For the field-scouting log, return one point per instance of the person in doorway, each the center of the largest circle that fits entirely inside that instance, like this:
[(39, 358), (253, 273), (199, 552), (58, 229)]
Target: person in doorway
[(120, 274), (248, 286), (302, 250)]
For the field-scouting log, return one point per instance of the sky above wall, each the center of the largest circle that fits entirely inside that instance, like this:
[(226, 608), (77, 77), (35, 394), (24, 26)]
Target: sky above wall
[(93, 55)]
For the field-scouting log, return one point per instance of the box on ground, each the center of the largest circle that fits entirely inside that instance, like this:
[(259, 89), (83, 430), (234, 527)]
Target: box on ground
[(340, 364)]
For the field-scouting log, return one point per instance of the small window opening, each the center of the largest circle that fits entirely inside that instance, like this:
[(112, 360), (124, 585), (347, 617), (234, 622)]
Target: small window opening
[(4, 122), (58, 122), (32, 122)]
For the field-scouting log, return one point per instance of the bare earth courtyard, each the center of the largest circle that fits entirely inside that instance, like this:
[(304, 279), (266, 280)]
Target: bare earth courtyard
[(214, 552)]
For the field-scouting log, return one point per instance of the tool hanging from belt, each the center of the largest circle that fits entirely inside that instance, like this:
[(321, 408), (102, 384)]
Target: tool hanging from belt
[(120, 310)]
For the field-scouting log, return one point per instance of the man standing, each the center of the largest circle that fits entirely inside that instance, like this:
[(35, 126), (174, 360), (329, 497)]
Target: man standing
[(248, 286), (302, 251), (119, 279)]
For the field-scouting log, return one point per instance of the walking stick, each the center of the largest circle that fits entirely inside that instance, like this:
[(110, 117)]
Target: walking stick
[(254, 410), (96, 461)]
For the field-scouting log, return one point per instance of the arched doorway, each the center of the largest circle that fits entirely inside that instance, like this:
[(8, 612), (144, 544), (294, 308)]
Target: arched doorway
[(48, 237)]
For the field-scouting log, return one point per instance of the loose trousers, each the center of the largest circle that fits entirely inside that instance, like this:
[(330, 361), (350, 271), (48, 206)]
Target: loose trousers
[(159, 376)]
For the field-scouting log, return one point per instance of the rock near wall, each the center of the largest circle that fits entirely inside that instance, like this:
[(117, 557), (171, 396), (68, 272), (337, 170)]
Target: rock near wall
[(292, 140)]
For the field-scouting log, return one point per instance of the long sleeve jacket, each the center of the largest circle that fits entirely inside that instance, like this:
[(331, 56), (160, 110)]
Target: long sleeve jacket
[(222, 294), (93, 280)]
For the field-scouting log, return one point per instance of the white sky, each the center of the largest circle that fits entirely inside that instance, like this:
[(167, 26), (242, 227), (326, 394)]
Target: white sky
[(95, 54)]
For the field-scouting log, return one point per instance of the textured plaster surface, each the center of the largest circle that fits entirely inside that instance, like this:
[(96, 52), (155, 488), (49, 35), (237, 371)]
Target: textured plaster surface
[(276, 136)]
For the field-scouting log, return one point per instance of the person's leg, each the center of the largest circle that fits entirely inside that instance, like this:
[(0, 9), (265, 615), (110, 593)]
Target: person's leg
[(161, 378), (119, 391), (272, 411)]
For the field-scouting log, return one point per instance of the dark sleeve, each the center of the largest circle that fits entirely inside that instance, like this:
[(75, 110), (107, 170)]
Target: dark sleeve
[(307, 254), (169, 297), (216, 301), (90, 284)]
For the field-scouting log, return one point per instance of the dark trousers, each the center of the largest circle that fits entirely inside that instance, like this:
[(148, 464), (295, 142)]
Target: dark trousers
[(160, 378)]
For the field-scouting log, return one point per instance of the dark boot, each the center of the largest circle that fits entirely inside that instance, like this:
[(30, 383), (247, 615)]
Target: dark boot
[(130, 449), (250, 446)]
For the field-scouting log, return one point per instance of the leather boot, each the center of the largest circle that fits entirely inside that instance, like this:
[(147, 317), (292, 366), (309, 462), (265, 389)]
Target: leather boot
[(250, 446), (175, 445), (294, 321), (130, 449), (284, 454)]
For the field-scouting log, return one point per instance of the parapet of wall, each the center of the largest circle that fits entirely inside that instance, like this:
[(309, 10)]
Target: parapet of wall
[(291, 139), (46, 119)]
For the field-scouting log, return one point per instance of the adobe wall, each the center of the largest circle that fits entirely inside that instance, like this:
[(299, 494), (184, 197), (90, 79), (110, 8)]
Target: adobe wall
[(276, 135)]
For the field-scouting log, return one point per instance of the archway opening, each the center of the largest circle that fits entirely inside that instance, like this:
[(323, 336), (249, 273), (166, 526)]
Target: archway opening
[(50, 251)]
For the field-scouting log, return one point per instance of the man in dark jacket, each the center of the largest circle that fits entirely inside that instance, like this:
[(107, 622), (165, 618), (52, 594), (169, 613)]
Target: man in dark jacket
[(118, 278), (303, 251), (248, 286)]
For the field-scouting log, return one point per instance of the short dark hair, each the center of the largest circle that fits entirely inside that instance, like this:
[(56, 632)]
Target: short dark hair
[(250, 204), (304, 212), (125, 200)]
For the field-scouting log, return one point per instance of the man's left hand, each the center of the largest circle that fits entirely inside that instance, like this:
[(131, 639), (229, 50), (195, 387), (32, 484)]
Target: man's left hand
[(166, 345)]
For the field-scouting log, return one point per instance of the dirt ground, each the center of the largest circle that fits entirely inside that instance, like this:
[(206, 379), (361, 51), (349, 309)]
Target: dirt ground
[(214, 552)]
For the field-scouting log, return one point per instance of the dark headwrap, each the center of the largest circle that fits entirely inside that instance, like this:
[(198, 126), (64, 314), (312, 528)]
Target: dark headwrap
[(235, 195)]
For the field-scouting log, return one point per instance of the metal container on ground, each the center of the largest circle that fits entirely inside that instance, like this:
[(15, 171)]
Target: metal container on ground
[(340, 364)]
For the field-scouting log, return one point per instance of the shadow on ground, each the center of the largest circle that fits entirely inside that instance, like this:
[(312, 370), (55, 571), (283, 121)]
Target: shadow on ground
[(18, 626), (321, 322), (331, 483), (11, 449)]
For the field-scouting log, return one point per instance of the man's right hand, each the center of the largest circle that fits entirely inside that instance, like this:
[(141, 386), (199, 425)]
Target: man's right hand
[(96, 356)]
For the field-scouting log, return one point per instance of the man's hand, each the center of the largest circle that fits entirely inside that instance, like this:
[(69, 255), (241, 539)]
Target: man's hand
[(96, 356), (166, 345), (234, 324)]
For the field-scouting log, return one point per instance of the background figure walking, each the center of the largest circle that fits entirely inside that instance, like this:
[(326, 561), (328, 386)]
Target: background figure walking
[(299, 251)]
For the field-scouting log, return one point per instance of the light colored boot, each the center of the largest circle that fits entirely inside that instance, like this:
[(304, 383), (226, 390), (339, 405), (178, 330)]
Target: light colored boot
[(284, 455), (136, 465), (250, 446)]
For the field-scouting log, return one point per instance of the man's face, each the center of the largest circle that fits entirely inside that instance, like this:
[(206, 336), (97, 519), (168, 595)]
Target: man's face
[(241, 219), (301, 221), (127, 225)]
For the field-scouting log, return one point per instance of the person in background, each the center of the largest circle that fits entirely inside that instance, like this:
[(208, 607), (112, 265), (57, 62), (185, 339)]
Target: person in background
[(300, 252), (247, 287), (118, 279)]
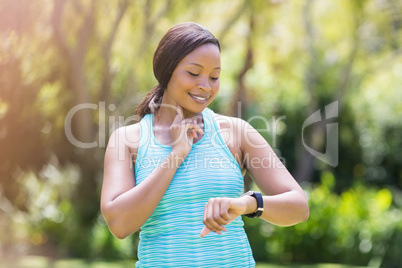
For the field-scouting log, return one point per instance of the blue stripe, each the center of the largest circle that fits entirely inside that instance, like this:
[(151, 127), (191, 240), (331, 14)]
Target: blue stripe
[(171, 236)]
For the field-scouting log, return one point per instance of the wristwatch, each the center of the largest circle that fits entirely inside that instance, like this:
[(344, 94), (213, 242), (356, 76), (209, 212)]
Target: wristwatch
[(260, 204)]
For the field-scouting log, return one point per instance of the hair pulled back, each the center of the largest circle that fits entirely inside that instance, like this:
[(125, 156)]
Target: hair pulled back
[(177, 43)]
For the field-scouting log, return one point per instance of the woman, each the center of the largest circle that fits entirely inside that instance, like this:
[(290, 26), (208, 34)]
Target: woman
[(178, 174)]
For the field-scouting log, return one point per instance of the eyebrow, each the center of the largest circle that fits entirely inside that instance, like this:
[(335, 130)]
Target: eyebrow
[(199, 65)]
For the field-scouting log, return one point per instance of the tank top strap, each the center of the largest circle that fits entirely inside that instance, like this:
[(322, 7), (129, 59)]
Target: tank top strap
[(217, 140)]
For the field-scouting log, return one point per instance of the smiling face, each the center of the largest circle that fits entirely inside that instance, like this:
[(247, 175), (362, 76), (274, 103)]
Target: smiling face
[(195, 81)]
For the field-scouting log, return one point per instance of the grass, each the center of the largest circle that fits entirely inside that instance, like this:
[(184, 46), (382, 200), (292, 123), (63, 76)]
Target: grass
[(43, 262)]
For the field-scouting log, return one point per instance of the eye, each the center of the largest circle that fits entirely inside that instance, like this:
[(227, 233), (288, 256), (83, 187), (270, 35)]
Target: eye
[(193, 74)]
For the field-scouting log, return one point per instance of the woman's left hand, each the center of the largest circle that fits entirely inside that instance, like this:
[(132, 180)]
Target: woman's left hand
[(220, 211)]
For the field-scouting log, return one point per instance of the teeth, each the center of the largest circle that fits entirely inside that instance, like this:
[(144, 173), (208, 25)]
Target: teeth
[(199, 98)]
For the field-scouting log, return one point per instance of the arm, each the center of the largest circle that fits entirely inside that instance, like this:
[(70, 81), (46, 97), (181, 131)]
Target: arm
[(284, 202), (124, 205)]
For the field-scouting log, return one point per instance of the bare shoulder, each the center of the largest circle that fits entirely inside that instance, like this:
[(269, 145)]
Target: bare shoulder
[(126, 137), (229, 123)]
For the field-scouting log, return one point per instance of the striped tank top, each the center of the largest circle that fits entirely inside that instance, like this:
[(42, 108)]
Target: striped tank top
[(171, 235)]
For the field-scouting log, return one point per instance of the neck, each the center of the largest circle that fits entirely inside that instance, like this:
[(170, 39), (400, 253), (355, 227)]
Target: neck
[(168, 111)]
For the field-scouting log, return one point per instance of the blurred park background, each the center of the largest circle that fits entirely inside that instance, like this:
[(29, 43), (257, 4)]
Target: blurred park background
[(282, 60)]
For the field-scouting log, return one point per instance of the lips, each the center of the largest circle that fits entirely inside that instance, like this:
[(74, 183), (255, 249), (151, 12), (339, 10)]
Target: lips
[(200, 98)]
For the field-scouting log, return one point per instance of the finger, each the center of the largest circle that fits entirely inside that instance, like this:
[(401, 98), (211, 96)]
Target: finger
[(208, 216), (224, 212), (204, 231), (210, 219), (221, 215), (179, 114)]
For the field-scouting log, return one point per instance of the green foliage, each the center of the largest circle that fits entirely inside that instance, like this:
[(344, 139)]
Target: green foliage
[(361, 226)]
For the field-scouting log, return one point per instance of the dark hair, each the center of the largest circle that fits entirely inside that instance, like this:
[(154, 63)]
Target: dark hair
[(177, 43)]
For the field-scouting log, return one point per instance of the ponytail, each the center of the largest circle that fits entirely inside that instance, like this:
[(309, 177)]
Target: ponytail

....

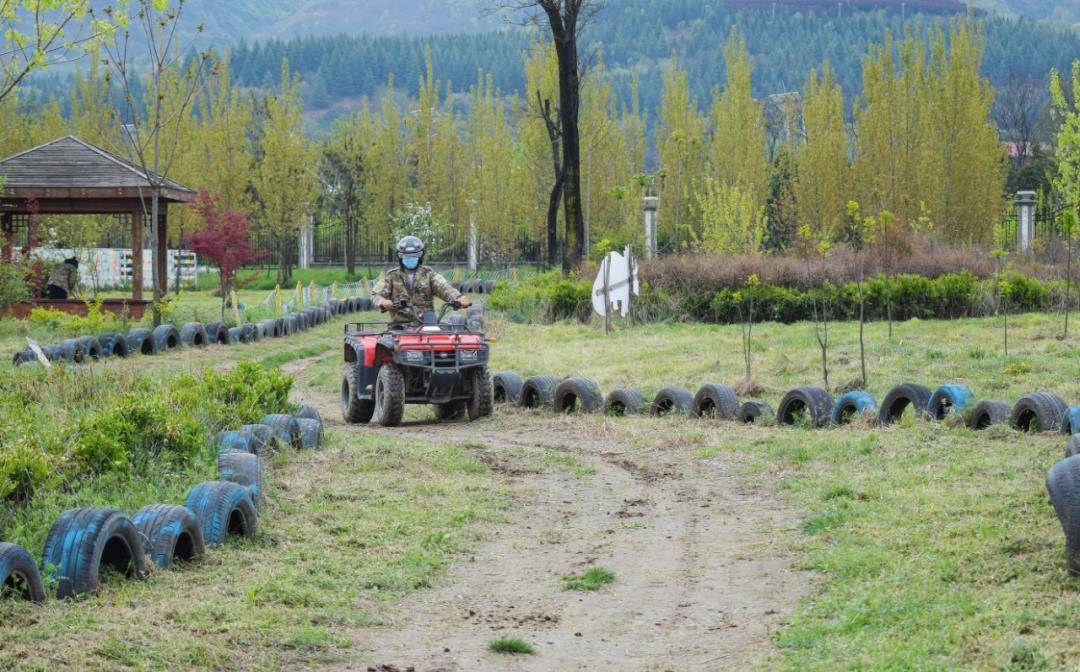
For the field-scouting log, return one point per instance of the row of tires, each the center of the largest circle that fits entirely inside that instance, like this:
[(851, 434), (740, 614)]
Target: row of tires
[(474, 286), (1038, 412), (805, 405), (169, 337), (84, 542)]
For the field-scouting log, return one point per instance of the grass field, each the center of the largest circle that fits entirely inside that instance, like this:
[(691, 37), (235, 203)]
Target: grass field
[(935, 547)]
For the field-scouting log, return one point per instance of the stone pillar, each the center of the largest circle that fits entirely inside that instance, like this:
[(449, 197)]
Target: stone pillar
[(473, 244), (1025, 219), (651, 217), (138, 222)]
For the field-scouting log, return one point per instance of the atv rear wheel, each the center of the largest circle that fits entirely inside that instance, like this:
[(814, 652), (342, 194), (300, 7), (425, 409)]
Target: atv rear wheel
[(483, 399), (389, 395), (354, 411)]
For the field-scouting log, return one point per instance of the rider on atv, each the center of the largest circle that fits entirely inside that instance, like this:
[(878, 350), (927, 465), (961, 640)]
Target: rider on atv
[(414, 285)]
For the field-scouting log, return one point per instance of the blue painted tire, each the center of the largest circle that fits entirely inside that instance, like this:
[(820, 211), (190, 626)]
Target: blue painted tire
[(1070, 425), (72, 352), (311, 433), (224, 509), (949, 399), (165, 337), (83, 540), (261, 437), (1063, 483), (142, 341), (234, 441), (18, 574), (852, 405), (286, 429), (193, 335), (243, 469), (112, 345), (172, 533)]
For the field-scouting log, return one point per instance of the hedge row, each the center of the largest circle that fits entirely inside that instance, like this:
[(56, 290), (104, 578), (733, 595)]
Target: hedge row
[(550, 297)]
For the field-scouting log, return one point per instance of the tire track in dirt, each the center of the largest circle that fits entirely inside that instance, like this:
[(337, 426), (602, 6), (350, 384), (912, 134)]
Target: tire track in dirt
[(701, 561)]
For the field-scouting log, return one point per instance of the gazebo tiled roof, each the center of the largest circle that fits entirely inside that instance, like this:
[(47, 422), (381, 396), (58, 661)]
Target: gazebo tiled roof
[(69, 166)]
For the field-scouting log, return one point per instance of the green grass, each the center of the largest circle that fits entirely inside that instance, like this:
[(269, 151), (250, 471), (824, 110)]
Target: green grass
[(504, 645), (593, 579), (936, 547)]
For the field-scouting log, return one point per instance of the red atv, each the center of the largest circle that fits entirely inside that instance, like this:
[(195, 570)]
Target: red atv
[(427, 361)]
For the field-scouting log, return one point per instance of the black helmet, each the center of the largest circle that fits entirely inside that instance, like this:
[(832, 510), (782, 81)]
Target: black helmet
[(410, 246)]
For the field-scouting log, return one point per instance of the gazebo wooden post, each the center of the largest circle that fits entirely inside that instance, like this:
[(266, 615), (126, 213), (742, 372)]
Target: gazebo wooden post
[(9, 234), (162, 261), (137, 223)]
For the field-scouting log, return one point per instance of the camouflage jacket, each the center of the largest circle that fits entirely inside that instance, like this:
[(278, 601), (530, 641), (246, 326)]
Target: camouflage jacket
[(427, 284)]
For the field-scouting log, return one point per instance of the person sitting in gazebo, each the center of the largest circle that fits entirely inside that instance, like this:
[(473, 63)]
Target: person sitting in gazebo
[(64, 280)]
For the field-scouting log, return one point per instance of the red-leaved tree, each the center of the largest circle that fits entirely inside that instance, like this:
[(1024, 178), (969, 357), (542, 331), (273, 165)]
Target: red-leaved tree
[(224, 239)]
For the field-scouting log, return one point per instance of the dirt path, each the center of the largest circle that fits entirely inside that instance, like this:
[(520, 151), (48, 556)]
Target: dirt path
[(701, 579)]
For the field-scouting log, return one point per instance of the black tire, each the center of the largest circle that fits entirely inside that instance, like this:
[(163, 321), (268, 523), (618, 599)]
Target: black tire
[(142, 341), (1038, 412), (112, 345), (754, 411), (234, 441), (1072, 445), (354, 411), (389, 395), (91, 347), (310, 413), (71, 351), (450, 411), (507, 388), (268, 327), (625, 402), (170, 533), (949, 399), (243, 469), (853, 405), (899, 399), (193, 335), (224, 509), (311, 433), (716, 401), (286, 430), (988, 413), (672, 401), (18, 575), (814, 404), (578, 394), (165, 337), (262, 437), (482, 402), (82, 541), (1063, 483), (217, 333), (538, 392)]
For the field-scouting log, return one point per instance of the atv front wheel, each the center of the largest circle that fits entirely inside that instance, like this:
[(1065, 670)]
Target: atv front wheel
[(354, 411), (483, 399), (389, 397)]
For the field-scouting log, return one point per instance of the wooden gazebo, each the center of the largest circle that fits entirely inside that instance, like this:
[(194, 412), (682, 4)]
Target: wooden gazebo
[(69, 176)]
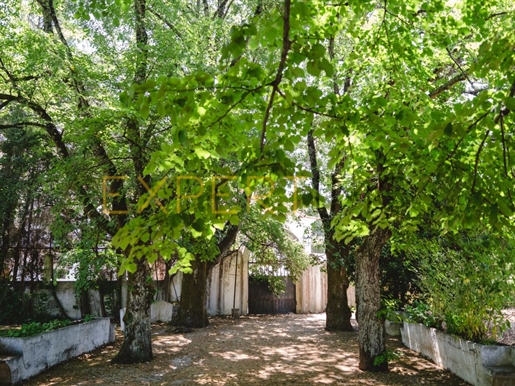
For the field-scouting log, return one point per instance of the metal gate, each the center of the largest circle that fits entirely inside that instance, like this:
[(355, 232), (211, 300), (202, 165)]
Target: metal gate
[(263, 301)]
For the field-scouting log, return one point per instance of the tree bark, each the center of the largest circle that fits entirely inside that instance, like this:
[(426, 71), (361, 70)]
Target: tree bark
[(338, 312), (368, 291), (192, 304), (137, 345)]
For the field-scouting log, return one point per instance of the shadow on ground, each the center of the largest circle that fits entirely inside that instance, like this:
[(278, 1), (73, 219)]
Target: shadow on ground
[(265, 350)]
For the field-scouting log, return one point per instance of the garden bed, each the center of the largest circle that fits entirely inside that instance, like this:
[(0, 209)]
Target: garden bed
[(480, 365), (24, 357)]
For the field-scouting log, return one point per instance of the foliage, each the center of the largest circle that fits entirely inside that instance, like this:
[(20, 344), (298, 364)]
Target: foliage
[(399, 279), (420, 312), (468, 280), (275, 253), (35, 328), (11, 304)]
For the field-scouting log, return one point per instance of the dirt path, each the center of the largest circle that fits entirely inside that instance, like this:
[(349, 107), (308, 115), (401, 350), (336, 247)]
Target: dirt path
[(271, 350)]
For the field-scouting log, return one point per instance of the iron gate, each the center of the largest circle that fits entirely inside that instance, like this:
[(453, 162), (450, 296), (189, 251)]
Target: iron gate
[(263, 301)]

....

Exercise:
Locate every line of the data above that contains the word "rider" and copy each such line in full. Case counts.

Solution to this exercise:
For the field-scouting log, return one point per instance of the rider on atv, each the center of the largest circle that fits entirely inside that instance, like this:
Target: rider on atv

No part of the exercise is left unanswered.